GOAL OF THE EXERCISE: Count the lines in the records that contain the string "after", matching case exactly, and reply with the number alone.

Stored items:
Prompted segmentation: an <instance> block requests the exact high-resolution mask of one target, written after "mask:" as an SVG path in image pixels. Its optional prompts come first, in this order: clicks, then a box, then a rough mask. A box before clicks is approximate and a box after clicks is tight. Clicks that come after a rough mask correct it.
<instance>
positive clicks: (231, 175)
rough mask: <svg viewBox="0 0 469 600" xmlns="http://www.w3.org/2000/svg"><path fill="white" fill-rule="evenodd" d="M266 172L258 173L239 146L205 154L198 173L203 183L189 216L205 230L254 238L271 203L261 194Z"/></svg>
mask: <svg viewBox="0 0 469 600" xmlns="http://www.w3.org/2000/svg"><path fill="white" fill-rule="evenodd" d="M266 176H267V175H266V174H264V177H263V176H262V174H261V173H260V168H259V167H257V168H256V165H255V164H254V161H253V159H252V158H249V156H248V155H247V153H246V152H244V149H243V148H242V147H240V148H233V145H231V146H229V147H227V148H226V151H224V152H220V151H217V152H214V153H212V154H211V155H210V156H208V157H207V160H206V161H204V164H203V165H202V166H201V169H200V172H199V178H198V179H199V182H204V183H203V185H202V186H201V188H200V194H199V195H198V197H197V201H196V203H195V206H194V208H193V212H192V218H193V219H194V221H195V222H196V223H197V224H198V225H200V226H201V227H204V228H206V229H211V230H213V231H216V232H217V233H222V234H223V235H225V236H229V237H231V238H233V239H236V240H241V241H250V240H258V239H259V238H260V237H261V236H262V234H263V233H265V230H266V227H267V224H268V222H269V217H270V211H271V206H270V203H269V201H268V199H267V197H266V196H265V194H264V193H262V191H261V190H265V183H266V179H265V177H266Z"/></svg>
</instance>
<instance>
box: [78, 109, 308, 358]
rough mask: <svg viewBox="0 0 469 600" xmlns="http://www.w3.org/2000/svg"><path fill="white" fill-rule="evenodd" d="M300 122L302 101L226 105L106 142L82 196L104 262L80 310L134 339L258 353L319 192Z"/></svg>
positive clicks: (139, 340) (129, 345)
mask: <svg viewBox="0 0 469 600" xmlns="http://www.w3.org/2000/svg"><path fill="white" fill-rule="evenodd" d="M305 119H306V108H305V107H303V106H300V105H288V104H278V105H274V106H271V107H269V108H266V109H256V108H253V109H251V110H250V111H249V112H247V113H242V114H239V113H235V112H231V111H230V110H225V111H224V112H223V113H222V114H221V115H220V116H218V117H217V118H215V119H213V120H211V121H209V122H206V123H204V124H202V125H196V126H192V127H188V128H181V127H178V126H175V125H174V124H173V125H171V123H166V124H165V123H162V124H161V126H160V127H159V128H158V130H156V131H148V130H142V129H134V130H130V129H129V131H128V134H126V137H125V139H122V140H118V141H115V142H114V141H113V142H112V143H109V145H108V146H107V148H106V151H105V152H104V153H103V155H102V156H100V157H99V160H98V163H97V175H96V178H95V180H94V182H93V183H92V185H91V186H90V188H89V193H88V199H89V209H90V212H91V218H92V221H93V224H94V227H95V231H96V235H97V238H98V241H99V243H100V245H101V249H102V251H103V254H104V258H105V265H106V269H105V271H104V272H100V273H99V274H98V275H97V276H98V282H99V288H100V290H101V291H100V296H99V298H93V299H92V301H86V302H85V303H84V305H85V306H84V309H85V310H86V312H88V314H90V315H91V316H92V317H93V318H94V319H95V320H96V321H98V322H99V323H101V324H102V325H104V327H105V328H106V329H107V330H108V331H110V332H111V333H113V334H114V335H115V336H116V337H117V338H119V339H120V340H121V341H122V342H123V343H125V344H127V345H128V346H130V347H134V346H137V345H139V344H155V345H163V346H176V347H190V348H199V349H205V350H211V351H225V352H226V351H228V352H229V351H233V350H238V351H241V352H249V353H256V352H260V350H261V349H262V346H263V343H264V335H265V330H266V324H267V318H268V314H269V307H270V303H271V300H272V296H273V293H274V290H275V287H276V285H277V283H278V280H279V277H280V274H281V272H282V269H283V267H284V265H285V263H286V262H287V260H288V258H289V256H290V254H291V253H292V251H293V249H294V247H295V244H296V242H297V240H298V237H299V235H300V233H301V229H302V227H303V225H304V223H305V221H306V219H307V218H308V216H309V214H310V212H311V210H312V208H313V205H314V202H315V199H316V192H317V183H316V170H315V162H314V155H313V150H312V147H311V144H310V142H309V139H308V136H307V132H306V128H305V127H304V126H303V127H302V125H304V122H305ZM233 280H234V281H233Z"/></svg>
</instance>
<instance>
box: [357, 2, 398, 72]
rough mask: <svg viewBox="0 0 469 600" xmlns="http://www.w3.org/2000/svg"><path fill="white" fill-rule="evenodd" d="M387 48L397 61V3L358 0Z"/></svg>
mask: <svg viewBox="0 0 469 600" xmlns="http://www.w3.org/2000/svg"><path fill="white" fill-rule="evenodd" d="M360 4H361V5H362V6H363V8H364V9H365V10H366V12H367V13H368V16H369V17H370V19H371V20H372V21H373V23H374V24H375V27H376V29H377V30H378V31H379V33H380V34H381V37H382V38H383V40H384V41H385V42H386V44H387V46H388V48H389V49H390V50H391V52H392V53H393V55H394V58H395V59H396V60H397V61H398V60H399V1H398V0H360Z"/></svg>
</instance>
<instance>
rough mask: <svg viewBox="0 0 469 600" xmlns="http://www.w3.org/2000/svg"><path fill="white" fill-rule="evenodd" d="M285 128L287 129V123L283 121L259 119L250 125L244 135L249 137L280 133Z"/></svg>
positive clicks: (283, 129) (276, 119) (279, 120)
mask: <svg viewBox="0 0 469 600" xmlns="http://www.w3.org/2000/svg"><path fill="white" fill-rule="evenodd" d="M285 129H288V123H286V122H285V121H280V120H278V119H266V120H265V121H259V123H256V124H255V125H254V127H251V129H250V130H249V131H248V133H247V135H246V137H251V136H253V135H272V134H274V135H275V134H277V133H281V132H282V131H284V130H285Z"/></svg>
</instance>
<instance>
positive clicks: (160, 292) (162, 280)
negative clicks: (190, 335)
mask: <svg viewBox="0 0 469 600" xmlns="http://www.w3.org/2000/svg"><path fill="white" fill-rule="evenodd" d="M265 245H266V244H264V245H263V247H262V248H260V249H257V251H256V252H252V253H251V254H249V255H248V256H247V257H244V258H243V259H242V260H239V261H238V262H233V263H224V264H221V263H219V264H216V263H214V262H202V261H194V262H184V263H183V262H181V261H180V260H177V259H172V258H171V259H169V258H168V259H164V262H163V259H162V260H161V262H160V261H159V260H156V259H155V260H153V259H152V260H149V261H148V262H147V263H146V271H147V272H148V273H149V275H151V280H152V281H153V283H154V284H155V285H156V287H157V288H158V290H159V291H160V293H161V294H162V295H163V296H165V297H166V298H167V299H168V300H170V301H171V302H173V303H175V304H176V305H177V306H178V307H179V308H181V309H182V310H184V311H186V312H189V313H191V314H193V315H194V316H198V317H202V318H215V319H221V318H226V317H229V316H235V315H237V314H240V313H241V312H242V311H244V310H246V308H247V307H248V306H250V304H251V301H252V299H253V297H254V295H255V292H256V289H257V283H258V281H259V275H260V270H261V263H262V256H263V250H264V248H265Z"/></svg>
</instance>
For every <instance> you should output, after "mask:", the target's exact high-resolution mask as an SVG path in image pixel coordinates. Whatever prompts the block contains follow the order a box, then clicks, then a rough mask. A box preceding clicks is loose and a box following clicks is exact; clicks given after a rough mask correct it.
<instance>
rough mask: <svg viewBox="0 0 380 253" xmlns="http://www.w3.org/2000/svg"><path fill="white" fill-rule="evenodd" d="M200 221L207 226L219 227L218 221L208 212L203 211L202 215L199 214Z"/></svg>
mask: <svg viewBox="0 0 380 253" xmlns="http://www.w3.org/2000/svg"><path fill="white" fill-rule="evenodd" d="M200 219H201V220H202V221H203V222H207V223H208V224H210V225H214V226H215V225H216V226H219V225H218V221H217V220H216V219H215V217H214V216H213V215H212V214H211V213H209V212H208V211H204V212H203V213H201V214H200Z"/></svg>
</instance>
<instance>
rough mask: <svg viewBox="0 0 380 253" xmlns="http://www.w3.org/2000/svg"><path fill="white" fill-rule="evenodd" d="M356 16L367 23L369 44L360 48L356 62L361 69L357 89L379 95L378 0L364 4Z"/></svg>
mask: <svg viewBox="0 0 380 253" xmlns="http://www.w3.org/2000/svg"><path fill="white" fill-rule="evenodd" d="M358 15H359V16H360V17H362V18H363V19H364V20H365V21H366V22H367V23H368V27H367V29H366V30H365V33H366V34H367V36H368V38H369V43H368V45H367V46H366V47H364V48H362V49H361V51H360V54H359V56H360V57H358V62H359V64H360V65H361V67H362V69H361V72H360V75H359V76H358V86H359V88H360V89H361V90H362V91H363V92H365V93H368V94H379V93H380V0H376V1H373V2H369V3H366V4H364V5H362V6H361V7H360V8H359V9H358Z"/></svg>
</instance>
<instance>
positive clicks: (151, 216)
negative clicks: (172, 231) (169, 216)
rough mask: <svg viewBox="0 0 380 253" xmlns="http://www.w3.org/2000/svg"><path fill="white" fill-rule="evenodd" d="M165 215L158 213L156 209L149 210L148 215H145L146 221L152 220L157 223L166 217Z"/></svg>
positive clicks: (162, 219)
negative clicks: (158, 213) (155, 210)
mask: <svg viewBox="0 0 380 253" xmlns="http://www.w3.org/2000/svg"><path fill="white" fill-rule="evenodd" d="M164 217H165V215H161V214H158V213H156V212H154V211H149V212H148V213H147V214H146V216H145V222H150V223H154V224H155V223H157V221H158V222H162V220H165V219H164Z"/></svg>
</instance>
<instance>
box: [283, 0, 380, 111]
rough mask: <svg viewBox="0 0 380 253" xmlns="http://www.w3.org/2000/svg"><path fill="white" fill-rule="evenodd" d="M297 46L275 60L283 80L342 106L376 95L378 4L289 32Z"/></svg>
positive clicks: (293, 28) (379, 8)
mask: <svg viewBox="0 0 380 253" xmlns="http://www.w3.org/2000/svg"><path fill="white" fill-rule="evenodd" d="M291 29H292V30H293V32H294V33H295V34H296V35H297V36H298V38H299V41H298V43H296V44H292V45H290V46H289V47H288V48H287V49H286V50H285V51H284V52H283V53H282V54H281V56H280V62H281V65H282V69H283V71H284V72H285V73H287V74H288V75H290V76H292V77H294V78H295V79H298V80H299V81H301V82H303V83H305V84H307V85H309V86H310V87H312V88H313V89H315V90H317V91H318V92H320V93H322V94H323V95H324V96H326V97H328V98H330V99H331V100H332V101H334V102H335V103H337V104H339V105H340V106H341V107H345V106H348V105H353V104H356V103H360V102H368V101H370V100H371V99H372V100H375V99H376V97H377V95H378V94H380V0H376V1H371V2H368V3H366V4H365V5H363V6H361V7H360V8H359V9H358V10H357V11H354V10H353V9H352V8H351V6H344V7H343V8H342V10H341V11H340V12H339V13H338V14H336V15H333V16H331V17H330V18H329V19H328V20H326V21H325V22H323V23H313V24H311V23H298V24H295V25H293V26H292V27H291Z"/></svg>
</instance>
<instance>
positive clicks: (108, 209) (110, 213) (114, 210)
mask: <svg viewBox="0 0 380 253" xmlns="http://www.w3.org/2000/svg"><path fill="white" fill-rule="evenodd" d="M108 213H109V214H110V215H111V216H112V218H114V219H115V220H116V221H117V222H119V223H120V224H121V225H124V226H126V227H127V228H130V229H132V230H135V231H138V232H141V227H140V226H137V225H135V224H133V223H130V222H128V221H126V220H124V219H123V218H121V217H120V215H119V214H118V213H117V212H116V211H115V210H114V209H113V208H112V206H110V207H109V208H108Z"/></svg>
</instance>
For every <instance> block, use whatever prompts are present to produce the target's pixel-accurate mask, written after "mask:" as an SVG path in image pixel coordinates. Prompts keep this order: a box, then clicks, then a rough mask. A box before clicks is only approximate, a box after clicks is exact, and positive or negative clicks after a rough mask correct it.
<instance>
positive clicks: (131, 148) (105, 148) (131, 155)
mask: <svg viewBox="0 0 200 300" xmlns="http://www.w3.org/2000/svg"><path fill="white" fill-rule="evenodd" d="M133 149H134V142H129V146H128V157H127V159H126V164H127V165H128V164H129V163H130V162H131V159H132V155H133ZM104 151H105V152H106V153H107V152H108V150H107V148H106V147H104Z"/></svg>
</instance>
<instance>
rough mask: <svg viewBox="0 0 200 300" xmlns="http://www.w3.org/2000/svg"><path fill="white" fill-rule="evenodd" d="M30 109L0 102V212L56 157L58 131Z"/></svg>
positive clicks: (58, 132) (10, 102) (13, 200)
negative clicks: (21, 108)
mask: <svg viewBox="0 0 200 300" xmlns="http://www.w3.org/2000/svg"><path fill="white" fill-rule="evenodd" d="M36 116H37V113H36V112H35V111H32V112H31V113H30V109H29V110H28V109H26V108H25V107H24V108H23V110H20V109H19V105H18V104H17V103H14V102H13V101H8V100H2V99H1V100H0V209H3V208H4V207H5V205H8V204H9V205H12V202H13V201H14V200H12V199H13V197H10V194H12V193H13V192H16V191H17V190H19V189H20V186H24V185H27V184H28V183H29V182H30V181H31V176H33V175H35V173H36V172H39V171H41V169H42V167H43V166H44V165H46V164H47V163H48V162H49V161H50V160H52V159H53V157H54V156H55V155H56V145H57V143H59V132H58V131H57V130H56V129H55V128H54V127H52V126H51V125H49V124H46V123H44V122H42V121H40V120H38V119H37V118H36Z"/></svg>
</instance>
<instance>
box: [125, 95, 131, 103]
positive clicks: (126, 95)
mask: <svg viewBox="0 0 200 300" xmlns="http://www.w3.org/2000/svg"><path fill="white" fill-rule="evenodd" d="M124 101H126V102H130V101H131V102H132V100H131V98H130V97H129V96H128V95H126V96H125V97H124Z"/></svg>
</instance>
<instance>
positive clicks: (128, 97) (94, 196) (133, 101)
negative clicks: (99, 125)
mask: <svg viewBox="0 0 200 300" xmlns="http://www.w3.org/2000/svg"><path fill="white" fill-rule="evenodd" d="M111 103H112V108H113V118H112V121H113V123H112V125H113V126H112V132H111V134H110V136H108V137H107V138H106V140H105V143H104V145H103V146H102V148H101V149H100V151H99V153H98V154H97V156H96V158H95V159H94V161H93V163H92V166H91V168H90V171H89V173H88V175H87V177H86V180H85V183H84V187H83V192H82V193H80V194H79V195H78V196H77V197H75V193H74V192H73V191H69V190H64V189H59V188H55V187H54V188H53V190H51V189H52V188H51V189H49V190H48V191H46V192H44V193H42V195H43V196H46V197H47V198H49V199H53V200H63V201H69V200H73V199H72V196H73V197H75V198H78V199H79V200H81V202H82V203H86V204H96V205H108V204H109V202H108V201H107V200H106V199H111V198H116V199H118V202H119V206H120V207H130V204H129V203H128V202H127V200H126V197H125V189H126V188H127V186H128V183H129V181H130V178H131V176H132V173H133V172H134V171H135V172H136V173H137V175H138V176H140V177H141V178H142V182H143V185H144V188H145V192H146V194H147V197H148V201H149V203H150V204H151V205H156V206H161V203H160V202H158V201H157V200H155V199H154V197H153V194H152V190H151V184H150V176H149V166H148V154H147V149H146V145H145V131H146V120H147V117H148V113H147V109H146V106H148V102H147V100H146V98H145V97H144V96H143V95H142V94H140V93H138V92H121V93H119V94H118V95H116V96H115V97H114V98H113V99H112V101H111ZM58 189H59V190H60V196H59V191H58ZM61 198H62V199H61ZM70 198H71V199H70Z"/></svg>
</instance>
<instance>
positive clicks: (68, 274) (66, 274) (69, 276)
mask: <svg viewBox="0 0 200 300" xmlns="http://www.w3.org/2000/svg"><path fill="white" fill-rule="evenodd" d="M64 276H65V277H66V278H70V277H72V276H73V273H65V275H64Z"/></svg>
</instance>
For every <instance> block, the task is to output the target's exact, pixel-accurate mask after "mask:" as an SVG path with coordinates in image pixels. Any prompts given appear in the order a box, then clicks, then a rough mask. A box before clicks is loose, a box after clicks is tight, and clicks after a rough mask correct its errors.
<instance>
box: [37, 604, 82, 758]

YOUR RESPONSE: 4